Dettagli esercizio :: Riporti ogni riga delle voci seguenti che contiene la stringa "Target", distinguendo tra maiuscole e minuscole.

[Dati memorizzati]
↓↓↓
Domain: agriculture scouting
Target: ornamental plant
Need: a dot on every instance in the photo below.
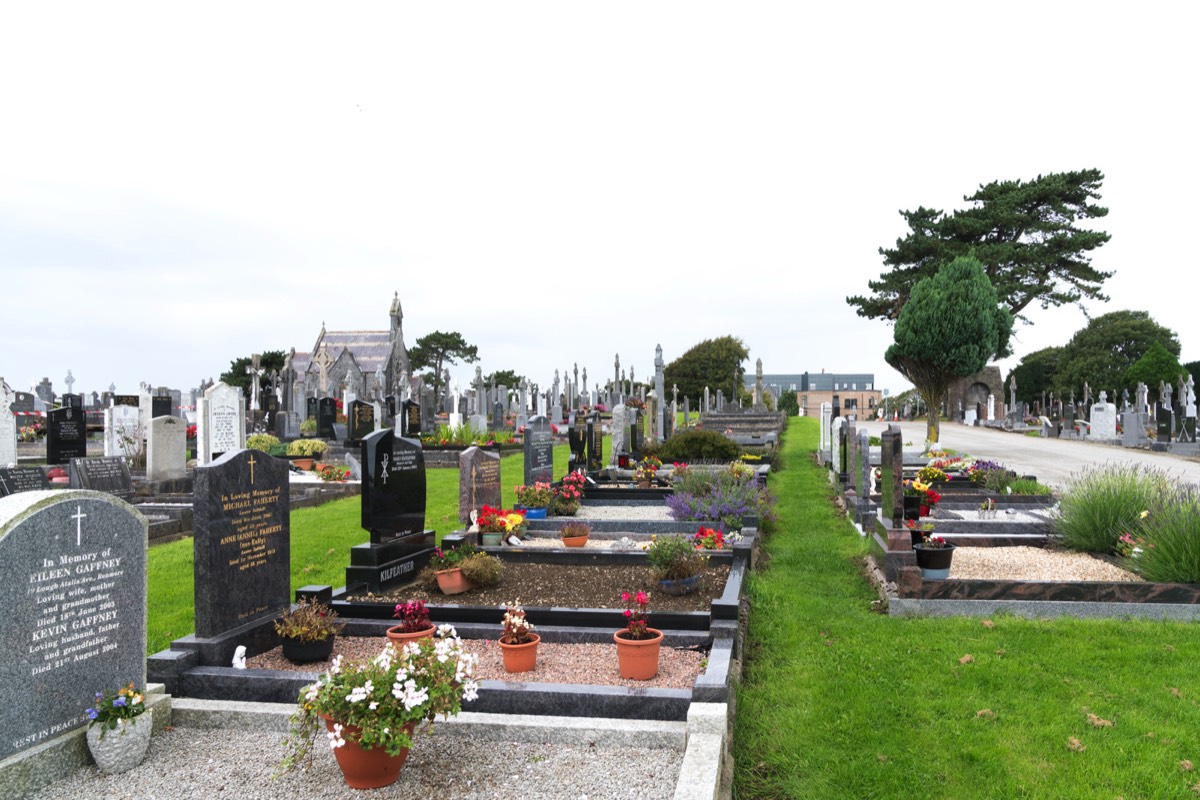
(675, 558)
(125, 703)
(516, 626)
(310, 620)
(637, 612)
(413, 617)
(538, 495)
(377, 702)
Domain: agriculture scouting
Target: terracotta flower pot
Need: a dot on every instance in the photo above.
(400, 637)
(637, 659)
(521, 657)
(367, 769)
(453, 581)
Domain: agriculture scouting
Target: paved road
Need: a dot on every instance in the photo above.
(1051, 459)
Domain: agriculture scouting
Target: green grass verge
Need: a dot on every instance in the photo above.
(321, 543)
(839, 701)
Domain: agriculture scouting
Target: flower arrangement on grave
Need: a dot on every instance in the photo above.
(539, 495)
(377, 703)
(113, 707)
(310, 620)
(569, 494)
(499, 521)
(413, 617)
(675, 558)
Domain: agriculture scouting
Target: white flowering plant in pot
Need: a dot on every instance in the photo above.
(377, 702)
↑↑↑
Risposta completa ::
Target: ornamental plant
Target: terracotta flower pot
Target: paved road
Target: green grass verge
Target: flower arrangement on grave
Target: white flowering plant in pot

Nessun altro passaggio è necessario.